### [Explore the material]
1. When did Steak 48 open, according to the Steak 48 article?
2. Rewrite the paragraph of the Steak 48 article that begins "All of the Steak 48 locations also have a strict dress code" as a short bulleted list, keeping its main facts.
3. Write a continuation of the Steak 48 article, starting after its last sentence.

### [Source extract]
^^^^

There’s currently a huge debate on social media where people are discussing how much customers need to spend at a restaurant. All thanks to Steak 48.
This high-end chain has locations in Houston, Charlotte, Chicago, and Philadelphia, and the latter two have adopted a new policy, stating that there is a $100 per person food and beverage minimum.
The restaurant says on its website that this requirement is “to ensure that each guest enjoys the total experience of food, service, and atmosphere.” The $100 minimum does not include tax or a tip.
All of the Steak 48 locations also have a strict dress code. “Proper attire required for the comfort and enjoyment of all of our guests,” the chain adds on its website. Banned clothing includes anything “excessively frayed”, anything “emitting offensive odors”, and exposed undergarments.
The majority of people on social media, however, aren’t fans of the change.
Steak 48 has locations in Houston, Charlotte, Chicago, and Philadelphia
Its restaurants in Chicago and Philadelphia have recently adopted a new policy
Steak 48 was intended as a luxury experience from the start. It opened in September 2020 and in the same month, executives told The Inquirer that it was aiming at a $120 check average, in line with other high-end steakhouses in town.
According to its website, Steak 48 serves “the finest steaks and high-quality seafood in an intimate and vibrant setting. Our diverse menu will satisfy any personal craving, as we serve the best USDA prime steaks, succulent seafood, and shellfish along with inventive and classically inspired side dishes and appetizers.”
But some people might not get to enjoy any of that now. Twitter user Dennis The Menace — whose Tweet we included in this listicle — hasn’t been to Steak 48 prior to seeing the tweet posted showing the $100 minimum and it sounds like he’s not going to.
Dennis believes the strict dress code has racial undertones. “I think, combined with their extremely specific dress code, this restaurant has made it clear that they don’t want to serve people of color, and the community at large should act accordingly,” he told Bored Panda. “People need to stop supporting places that are harming our communities.”

^^^^

Data records

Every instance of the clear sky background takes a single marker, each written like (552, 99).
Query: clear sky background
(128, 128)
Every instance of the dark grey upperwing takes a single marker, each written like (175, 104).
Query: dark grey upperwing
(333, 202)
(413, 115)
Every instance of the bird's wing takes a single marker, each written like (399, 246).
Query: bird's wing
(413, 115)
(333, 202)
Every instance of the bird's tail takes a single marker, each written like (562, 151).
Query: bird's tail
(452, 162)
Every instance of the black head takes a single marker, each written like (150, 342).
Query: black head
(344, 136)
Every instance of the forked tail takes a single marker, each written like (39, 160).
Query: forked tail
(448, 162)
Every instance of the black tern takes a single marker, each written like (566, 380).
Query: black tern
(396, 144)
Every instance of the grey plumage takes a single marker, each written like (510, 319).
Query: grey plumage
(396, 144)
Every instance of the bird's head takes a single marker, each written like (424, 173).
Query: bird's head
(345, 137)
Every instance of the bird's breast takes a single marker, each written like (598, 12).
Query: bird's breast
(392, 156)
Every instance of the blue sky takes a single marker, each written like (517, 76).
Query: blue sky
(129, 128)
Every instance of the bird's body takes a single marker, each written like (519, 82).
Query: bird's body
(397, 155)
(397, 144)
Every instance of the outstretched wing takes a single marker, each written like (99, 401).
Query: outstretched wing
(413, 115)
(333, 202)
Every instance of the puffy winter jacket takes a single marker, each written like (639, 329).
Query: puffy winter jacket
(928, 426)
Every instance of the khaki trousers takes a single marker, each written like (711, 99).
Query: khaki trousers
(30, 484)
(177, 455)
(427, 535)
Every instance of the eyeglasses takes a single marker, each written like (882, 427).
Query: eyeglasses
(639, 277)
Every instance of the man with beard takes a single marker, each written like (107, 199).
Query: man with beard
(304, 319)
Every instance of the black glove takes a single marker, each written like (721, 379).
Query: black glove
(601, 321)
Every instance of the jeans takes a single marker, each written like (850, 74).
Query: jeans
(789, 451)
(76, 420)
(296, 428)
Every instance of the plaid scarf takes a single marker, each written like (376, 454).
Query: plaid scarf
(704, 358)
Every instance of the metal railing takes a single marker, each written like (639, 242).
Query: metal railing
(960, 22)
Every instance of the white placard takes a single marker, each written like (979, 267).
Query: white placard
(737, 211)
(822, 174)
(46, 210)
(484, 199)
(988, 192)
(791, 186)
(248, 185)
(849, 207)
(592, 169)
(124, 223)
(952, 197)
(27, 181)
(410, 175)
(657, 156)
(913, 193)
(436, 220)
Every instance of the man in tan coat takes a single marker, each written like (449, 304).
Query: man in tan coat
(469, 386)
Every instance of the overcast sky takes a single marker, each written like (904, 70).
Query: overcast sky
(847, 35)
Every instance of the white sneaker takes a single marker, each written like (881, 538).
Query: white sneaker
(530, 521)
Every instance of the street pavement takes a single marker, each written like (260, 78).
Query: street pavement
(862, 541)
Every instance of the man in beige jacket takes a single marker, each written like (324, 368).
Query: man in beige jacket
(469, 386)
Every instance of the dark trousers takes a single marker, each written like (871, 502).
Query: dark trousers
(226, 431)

^^^^

### [Answers to the problems]
1. September 2020

2.
- Every Steak 48 location enforces a strict dress code.
- The chain's website says proper attire is required for the comfort and enjoyment of all guests.
- Banned clothing includes anything "excessively frayed."
- Banned clothing includes anything "emitting offensive odors."
- Exposed undergarments are banned.

3.
Not everyone shares this sentiment. Black foodie Ernest Owens finds this current controversy a misplaced outrage. “It’s obvious that faux-woke people in Philadelphia have drunk the anti-Black Kool-Aid and bought into stereotypes that suggest Black people are cheap and poor and lack taste. That is so far from the truth. In fact, we are the complete opposite,” Owens wrote in Philadelphia Magazine.
“Go to any major steakhouse in Philly, and Black people are there,” Owens continued. “Before the pandemic, Del Frisco’s, Ocean Prime, Capital Grille, Chima, and other places along what I often describe as Center City’s ‘Steakhouse Row’ were hot spots for Black diners. Any Black professional in town has likely gone to these places multiple times and will tell you so.”
“From political networking to engagement parties, we’ve made these restaurants our idea of a good time. I’ve hosted dinner parties at them, and members of my diverse social circles paid and tipped well without a sweat. And yes, I can cook my own damn New York strip just as well — but with steakhouses, it’s always been about the ambiance and experience of going out and being dapper. Dress-code policies that call for professional attire never bothered us because — just like anyone else — Black people know how to respect the rules of engagement. While some superstar athletes and musicians may have come to these places in their super-casual fits and sneakers, many more Black customers have shown up dressed to the nines.”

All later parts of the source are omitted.